Пожалуйста, верните без изменений отрывок беседы о Конституции от «Михаил Соколов: К» до «еще более произвольным?», включая оба этих фрагмента.

-------- РАЗДЕЛ ДОКУМЕНТА --------

Сергей Ковалев: Она не воспринята, к сожалению. В каком режиме мы живем? Это же не имеет ничего общего с демократией. Вопрос об обязательной и периодической смене власти. На самом деле наша власть откуда берет корни? Она берет корни из произвола, из КГБ, грубо говоря.
Михаил Соколов: К сожалению, это не выглядит оптимистично. Спасибо, Сергей Адамович. Я еще раз желаю вам крепкого здоровья и хорошего юбилея.
Андрей Алексеевич, а вы что скажете про Конституцию? Вы сказали, что у вас есть свой взгляд на происходящее. Зачем они бегут и государство произвола хотят сделать еще более произвольным?
Андрей Нечаев: Во-первых, мне вся эта затея с Конституцией крайне не нравится. Мне кажется, что она преследует одну-единственную цель – создать юридические или псевдоюридические предпосылки для сохранения Путина у власти. Скорее всего, это будет конструкция, что новые полномочия президента, новые правила его функционирования, соответственно, в этой части новая Конституция, значит обнуление всех прошлых сроков, отсчет начинается с нуля, еще два срока, уже теперь без слова "подряд" Владимир Владимирович может нами управлять. Мне кажется, весь смысл всей этой затеи только в этой простой и понятной формуле.
Михаил Соколов: Причем с новыми полномочиями, кстати говоря.
Андрей Нечаев: Все остальные поправки – это бутафория просто для того, чтобы чем-то занять публику, создать видимость некоторого общественного обсуждения, вынести на голосование наряду с теми поправками, которые легализуют сохранение власти, чисто популистские всякого рода вещи про индексацию пенсий, про МРОТ, ряд других социальных инициатив, за которые, естественно, всякий здравомыслящий человек проголосует. А при этом в нарушение порядка изменения Конституции голосовать, насколько я понимаю, собираются оптом. Если вам нравится идея индексации пенсий, то вы должны автоматом проголосовать за возможность президенту еще два срока нами управлять, что в принципе делает тот документ, который будет принят, нелегитимным в связи с нарушением порядка внесения изменений в Конституцию и принятие нового варианта. С юридической точки зрения этот документ нелегитимен. С политической точки зрения все эти поправки просто, как мне кажется, способ увлечь публику, занять какими-то периферийными проблемами.

-------- ИЗВЛЕЧЁННЫЕ МАТЕРИАЛЫ --------

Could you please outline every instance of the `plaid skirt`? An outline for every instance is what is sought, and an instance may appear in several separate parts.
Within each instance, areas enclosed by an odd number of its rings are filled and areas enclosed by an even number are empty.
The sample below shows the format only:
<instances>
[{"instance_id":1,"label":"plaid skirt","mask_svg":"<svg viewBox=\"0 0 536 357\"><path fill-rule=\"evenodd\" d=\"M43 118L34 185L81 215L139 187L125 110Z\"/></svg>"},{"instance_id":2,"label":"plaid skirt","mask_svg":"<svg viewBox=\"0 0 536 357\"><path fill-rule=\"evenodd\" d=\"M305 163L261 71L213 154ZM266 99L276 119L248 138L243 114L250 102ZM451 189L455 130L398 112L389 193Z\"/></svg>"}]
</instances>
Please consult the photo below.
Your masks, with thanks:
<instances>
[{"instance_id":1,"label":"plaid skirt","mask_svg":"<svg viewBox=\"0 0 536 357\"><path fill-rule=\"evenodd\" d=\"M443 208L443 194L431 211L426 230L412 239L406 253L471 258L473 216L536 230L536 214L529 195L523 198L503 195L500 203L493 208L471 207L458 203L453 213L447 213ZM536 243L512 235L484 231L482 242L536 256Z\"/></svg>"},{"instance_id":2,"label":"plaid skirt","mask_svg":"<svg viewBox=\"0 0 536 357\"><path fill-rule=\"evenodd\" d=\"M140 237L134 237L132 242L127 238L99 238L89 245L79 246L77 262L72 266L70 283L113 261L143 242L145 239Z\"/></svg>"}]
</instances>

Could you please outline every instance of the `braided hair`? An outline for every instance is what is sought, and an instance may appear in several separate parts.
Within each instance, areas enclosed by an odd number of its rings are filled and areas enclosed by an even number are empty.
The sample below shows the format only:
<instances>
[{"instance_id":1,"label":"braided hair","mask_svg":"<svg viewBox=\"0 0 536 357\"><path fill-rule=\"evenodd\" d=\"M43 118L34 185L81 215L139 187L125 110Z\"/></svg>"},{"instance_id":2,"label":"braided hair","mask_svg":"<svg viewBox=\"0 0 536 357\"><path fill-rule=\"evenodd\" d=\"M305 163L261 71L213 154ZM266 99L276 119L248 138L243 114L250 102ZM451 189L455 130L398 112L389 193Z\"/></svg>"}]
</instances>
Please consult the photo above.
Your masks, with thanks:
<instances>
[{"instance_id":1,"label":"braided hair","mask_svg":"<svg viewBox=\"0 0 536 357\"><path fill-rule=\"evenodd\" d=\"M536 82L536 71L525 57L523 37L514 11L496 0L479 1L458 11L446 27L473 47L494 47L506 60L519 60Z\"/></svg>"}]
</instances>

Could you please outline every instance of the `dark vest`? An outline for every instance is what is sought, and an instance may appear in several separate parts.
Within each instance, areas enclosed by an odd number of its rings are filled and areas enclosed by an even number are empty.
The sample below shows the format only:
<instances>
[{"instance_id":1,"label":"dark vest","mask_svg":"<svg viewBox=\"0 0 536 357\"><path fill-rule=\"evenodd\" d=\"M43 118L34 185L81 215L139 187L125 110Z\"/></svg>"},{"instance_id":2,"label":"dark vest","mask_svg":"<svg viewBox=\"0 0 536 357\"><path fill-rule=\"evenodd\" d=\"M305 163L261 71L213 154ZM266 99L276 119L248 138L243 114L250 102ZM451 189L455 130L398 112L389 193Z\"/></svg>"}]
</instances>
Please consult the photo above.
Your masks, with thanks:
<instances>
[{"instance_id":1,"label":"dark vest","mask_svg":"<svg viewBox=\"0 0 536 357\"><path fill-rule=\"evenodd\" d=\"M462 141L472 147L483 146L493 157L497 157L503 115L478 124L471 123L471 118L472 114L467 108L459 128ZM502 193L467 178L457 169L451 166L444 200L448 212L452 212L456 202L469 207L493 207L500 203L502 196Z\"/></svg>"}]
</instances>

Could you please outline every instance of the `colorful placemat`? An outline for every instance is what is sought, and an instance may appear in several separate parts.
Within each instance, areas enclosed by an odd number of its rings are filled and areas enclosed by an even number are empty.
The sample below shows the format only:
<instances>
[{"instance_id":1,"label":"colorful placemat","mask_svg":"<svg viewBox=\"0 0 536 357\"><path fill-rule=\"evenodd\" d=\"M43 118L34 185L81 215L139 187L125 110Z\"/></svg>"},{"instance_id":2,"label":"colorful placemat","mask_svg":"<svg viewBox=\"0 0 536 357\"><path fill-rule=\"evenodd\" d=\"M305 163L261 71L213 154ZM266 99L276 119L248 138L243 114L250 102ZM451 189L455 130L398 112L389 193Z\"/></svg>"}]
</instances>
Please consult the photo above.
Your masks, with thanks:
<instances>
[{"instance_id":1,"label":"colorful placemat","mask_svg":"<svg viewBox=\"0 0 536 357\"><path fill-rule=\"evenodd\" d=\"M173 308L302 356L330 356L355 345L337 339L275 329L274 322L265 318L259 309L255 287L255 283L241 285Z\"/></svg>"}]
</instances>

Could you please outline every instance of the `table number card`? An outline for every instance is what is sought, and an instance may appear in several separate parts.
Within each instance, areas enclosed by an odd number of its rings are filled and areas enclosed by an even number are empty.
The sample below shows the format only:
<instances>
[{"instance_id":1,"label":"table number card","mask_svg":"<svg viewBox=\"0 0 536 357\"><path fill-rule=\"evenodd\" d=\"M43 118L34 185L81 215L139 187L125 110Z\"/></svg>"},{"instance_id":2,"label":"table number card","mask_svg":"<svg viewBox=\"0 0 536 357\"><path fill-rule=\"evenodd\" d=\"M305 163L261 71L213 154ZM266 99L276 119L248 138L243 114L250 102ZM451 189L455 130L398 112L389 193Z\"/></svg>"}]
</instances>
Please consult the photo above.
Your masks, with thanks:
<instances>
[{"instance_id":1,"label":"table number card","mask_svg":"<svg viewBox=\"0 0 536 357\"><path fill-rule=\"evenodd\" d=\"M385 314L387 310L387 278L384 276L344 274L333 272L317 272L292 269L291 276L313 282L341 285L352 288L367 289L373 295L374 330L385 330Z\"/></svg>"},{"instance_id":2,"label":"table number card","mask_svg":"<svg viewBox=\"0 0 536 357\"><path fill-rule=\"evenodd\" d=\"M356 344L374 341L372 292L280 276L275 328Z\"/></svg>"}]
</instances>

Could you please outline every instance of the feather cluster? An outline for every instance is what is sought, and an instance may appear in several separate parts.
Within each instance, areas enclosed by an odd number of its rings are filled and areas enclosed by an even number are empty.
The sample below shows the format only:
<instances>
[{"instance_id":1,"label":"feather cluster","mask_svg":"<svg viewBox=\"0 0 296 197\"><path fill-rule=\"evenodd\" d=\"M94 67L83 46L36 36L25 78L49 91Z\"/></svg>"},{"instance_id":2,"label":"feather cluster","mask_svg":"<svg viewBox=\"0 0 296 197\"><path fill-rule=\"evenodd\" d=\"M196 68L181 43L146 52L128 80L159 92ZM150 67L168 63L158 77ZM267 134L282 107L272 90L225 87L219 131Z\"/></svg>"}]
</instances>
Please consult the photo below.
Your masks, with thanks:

--------

* **ОТВЕТ НА ЗАДАНИЕ**:
Михаил Соколов: К сожалению, это не выглядит оптимистично. Спасибо, Сергей Адамович. Я еще раз желаю вам крепкого здоровья и хорошего юбилея.
Андрей Алексеевич, а вы что скажете про Конституцию? Вы сказали, что у вас есть свой взгляд на происходящее. Зачем они бегут и государство произвола хотят сделать еще более произвольным?